§ **Task item**
Transcribe exactly everything in the data below from the line containing "[ ] locate the blue knit sweater" down to the line containing "[ ] locate the white ear", both lines included and nothing further.

§ **Records**
********************

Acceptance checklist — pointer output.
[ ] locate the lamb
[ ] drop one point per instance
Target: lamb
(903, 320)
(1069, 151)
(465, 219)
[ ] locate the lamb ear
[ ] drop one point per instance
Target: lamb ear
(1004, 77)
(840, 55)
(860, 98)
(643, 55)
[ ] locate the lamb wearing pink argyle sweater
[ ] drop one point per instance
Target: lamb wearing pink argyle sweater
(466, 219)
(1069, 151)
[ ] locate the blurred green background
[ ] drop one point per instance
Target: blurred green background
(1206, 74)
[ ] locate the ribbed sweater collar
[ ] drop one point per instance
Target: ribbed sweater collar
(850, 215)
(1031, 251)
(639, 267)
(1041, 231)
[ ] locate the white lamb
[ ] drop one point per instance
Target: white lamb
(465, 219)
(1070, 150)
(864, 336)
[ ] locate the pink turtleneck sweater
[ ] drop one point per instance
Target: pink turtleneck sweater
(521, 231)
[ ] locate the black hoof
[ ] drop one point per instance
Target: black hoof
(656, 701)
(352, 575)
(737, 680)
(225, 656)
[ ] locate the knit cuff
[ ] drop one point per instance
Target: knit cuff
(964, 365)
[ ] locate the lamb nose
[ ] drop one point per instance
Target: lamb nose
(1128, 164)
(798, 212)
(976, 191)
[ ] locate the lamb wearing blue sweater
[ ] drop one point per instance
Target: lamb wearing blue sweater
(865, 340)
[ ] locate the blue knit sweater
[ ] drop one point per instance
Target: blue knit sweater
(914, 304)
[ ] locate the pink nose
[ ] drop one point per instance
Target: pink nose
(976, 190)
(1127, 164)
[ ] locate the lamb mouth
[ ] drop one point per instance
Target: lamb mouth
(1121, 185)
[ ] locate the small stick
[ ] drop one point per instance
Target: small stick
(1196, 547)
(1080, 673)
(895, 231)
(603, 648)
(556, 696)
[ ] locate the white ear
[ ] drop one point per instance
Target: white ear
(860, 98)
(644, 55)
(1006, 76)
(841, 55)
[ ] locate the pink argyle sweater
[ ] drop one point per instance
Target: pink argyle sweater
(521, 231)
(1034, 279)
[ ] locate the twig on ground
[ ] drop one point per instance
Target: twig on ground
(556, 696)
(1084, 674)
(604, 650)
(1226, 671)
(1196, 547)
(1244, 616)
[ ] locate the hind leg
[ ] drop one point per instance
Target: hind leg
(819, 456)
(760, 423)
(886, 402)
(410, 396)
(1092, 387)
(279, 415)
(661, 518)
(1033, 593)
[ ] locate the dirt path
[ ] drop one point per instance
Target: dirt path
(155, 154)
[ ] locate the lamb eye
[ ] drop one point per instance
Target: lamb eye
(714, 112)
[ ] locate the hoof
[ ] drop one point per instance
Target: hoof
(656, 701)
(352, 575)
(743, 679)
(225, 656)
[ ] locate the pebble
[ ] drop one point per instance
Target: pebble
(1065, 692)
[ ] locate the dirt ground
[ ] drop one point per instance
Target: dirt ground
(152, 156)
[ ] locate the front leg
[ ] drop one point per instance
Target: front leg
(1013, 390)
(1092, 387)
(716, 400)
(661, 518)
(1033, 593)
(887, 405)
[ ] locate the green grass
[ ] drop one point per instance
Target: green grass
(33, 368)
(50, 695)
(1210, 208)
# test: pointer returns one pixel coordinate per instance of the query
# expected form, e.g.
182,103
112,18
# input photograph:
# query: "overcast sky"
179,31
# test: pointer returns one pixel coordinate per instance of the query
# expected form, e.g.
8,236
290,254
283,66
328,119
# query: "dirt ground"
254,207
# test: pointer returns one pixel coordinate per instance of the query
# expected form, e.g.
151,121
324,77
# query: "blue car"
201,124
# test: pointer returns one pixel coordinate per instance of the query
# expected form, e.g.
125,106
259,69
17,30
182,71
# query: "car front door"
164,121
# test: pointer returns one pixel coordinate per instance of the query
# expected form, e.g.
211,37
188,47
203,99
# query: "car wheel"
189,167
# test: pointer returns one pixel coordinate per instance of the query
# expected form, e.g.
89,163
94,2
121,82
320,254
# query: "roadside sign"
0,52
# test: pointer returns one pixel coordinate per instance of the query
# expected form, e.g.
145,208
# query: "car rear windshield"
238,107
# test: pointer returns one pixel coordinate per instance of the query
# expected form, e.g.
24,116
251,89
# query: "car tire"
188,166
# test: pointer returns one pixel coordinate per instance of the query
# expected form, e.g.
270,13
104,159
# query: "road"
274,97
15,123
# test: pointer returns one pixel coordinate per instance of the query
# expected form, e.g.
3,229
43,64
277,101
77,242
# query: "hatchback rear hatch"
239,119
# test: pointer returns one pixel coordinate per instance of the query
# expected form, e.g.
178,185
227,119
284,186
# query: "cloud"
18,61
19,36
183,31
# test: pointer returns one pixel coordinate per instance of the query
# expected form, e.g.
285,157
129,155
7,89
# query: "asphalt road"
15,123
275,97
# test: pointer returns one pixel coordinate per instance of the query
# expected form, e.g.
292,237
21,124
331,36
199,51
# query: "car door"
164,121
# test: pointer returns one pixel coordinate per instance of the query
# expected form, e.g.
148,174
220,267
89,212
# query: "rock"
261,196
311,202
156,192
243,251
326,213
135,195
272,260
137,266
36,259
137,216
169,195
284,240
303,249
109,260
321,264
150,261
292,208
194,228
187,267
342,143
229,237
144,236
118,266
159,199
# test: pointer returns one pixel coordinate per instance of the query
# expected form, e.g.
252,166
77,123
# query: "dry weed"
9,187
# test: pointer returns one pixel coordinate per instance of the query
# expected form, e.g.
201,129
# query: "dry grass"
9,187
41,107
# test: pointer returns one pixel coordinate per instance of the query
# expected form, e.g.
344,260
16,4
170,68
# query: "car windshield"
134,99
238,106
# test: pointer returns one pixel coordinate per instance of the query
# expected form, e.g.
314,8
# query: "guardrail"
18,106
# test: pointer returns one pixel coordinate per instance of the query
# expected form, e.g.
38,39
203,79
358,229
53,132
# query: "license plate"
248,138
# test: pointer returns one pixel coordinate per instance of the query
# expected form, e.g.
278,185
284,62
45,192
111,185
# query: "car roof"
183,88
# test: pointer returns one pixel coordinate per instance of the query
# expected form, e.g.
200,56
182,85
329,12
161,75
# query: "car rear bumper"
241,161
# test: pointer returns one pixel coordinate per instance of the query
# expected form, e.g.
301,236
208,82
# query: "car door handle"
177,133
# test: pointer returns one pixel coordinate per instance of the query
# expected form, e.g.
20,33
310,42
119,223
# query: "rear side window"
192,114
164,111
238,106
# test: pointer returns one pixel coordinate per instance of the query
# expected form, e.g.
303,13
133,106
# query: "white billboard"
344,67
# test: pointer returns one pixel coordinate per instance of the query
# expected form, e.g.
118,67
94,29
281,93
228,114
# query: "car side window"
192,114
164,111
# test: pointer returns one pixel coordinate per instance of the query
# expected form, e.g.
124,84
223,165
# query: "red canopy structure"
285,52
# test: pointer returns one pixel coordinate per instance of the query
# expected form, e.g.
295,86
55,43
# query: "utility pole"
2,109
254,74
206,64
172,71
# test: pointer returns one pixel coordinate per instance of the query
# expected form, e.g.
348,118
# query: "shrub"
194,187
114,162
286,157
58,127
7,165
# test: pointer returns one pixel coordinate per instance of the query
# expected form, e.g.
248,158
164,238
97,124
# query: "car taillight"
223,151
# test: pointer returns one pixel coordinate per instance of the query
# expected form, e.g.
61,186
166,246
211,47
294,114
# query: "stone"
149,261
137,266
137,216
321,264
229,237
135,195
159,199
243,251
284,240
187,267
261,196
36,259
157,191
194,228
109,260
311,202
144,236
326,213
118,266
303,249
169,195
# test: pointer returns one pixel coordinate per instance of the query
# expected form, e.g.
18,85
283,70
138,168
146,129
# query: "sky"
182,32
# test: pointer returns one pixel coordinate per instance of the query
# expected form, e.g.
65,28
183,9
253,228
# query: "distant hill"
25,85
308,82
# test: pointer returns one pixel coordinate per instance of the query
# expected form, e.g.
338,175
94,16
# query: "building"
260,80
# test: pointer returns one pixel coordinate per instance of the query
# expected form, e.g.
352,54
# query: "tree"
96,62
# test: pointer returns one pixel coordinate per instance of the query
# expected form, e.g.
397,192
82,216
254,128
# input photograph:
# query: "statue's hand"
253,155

********************

§ **Final answer**
[ ] locate the blue knit sweater
[ ] drop one point per instance
Target: blue knit sweater
(914, 304)
[ ] locate the pink nose
[ ] drop one point per instance
Target: pink nose
(976, 190)
(1127, 164)
[ ] locate the lamb mouth
[ ] drop one point per instance
Target: lamb mouth
(1121, 185)
[ ] locate the small stick
[ ] drop one point per instance
Target: small stick
(1196, 547)
(1080, 673)
(895, 231)
(603, 648)
(556, 696)
[ ] locate the white ear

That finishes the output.